- _Given text_:

####

Assembly Bill (AB) 779 Suffers from Sloppy Draftsmanship

[Update: The California Governor vetoed AB 779.  See more current information on merchants and the protection of credit card data.]

I am no fan of the part of California’s pending AB 779 that absolutely forbids merchants from retaining certain payment data. It smacks of a legislature precisely (an incompetently) dictating technology. When a legislature dictates technology, it risks misunderstanding. It stifles innovation, and raises problems as technology evolves.

Let’s dig into the details. AB 779 proposes to add Section 1724.4(b)(2) to the Civil Code. The section flatly forbids a merchant from storing:

"sensitive authentication data subsequent to authorization . . . . Sensitive authentication data includes, but is not limited to, all of the following: . . .
(B) The card verification code or any value used to verify transactions when the payment device is not present."

Notice that the quoted language does not definitively tell us what "sensitive authentication data" is. It says the term includes – but is not limited to – certain things. That’s unsettling. Apparently the legislature expects a merchant to make a guess about what does and does not constitute "sensitive authentication data".

####

[Source data]

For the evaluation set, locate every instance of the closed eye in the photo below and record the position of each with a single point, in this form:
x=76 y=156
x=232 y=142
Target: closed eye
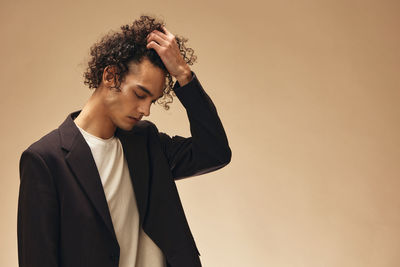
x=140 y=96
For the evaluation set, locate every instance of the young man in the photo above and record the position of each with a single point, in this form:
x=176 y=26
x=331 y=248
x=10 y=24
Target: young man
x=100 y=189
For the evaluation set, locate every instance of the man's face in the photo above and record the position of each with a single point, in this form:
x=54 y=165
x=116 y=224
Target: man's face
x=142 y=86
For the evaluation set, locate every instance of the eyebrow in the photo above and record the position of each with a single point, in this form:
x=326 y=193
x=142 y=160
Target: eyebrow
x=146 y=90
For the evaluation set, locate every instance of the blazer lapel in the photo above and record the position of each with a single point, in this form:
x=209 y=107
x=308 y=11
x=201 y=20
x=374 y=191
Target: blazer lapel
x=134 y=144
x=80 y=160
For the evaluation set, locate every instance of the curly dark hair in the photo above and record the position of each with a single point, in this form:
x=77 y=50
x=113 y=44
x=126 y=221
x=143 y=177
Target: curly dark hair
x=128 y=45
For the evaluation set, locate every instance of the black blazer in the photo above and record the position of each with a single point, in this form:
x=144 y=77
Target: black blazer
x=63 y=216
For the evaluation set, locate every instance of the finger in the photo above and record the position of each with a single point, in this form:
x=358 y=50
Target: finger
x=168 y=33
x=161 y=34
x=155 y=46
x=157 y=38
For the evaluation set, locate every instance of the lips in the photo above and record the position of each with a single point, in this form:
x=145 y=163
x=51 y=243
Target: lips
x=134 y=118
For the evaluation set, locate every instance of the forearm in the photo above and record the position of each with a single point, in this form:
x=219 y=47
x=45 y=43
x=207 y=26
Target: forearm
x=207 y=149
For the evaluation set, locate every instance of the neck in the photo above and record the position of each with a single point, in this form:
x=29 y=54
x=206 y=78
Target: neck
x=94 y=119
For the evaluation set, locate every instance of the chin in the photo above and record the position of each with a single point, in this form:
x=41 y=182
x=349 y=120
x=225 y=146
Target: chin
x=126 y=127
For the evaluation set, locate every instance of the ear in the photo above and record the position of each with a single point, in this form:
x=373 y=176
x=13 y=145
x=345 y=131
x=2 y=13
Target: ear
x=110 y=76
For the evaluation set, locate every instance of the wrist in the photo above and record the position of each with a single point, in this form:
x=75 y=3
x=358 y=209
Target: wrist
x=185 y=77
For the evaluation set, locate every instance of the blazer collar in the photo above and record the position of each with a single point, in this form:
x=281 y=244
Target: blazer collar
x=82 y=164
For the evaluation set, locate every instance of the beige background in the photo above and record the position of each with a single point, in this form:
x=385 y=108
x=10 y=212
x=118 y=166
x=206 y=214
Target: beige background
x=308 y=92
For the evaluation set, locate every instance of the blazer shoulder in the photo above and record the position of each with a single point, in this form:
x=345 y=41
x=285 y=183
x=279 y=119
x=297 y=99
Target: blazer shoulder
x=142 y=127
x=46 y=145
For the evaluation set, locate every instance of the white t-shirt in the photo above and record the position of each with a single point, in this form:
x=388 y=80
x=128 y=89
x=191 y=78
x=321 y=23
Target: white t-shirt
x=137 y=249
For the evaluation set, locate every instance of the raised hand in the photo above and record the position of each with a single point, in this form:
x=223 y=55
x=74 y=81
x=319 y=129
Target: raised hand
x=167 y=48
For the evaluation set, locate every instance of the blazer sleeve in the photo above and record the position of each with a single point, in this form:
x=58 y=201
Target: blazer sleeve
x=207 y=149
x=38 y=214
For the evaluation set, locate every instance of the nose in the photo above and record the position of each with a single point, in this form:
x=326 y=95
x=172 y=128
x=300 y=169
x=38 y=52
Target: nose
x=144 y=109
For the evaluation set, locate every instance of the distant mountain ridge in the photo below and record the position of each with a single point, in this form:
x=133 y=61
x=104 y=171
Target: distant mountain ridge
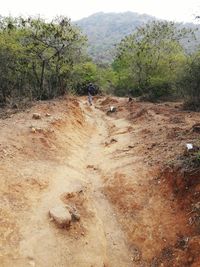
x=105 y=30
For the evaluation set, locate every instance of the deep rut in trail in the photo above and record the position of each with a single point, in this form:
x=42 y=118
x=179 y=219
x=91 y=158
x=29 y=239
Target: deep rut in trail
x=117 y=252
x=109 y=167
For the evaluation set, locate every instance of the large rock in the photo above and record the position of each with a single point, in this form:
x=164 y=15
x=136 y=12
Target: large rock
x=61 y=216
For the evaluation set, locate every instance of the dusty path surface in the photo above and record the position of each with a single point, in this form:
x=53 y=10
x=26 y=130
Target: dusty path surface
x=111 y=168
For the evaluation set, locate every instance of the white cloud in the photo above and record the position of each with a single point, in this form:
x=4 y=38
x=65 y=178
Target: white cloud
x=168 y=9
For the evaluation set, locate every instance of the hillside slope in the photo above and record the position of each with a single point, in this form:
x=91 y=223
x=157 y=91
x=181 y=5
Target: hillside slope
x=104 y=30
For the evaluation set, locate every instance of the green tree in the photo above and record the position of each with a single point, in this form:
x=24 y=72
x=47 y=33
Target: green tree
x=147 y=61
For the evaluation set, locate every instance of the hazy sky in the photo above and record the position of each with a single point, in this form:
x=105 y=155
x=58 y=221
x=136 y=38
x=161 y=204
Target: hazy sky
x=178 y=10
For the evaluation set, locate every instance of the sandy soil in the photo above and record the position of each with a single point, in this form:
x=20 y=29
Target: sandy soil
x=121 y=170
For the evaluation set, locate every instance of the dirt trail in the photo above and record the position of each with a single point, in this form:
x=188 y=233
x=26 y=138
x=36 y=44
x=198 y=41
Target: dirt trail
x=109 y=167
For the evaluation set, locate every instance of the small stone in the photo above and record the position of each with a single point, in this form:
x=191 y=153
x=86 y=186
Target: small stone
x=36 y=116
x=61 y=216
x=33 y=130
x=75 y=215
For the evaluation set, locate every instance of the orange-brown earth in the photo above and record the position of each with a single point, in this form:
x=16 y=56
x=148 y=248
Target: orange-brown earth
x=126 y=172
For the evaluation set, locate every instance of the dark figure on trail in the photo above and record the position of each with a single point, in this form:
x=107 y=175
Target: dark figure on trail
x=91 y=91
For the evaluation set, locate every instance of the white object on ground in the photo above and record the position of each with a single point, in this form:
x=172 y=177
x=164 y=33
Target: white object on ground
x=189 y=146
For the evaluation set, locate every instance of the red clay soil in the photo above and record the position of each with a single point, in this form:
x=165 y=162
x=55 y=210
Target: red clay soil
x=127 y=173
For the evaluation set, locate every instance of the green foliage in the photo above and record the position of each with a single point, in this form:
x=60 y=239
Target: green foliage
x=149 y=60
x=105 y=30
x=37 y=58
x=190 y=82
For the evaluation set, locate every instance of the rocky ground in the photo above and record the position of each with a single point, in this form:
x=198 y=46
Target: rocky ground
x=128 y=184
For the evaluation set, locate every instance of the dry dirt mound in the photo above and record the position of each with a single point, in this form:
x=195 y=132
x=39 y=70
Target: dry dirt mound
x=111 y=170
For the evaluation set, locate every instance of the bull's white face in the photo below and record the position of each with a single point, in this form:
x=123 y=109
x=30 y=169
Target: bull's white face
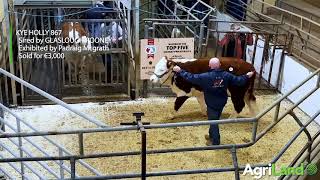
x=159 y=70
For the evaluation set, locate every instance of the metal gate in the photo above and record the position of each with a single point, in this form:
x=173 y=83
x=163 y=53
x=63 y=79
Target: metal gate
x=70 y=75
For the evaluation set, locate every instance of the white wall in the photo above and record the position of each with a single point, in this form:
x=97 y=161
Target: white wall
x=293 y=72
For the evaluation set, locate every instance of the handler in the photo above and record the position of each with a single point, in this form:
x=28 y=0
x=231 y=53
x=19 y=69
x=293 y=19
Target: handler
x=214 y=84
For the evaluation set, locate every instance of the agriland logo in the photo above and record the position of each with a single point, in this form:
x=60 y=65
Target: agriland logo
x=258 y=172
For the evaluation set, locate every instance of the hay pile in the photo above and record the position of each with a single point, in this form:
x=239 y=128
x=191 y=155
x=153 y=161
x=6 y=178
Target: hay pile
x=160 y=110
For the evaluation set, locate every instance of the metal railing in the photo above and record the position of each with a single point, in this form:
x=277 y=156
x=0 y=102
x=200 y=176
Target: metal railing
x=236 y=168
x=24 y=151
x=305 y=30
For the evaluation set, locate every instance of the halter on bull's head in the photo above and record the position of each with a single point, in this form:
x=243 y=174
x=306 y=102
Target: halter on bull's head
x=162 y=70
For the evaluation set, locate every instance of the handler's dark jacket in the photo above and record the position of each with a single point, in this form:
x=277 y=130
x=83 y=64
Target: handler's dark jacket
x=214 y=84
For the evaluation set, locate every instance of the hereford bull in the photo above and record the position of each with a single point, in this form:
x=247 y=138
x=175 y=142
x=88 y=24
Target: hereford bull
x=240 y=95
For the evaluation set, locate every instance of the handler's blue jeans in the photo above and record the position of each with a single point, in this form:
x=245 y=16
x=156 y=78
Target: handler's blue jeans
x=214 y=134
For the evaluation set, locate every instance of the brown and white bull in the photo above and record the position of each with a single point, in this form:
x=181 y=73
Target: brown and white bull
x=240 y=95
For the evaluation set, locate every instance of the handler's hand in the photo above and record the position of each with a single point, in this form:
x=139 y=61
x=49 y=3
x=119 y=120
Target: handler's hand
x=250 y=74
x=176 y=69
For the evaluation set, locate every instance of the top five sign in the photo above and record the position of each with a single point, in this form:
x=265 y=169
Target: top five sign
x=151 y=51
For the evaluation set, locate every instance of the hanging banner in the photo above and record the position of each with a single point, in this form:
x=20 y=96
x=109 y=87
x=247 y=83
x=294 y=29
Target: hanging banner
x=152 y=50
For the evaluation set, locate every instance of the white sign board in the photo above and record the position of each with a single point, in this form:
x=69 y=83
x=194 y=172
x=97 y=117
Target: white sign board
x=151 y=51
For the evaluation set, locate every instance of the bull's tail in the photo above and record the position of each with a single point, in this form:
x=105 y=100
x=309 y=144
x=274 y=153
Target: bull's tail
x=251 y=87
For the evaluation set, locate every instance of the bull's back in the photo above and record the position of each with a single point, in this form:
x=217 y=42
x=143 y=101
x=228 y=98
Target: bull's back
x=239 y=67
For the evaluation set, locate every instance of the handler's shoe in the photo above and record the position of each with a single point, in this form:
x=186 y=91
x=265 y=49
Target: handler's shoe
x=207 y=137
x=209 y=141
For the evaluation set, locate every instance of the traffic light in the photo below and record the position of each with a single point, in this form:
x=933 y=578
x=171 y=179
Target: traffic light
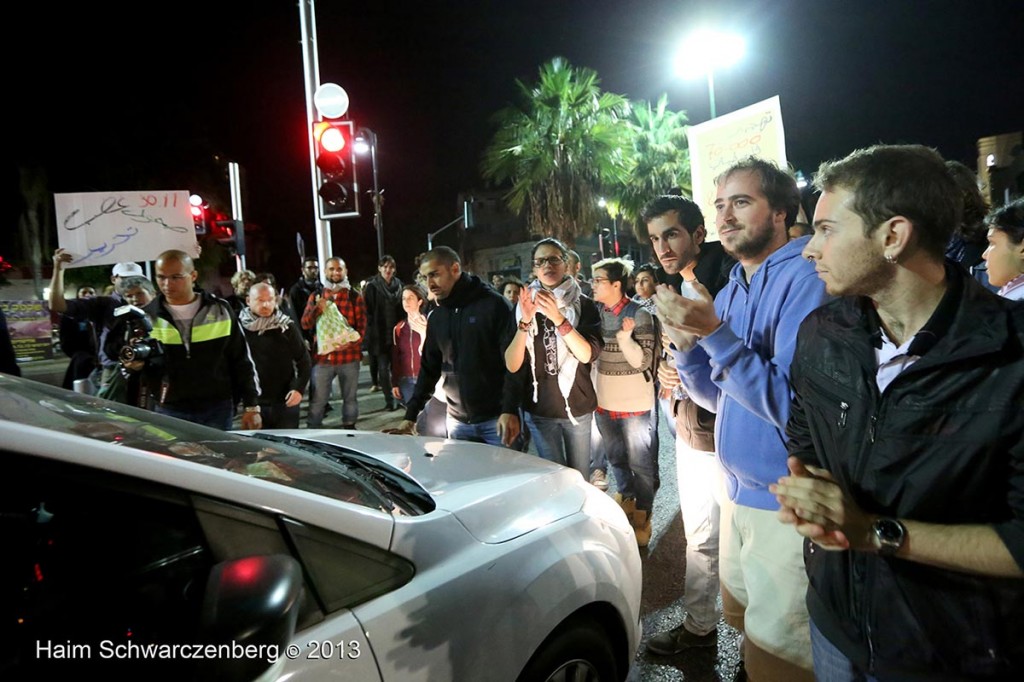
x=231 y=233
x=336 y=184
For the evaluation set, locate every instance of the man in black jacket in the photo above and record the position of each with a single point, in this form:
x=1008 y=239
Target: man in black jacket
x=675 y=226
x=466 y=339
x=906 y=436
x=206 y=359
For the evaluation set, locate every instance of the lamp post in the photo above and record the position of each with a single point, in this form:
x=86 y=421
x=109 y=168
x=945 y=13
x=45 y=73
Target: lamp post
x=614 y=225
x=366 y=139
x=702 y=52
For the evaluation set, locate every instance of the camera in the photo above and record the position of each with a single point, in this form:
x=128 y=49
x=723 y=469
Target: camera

####

- _Task brief_:
According to the AB 779 commentary above, which section of the Civil Code would the bill add? Please answer briefly.

- _Finished answer_:
Section 1724.4(b)(2)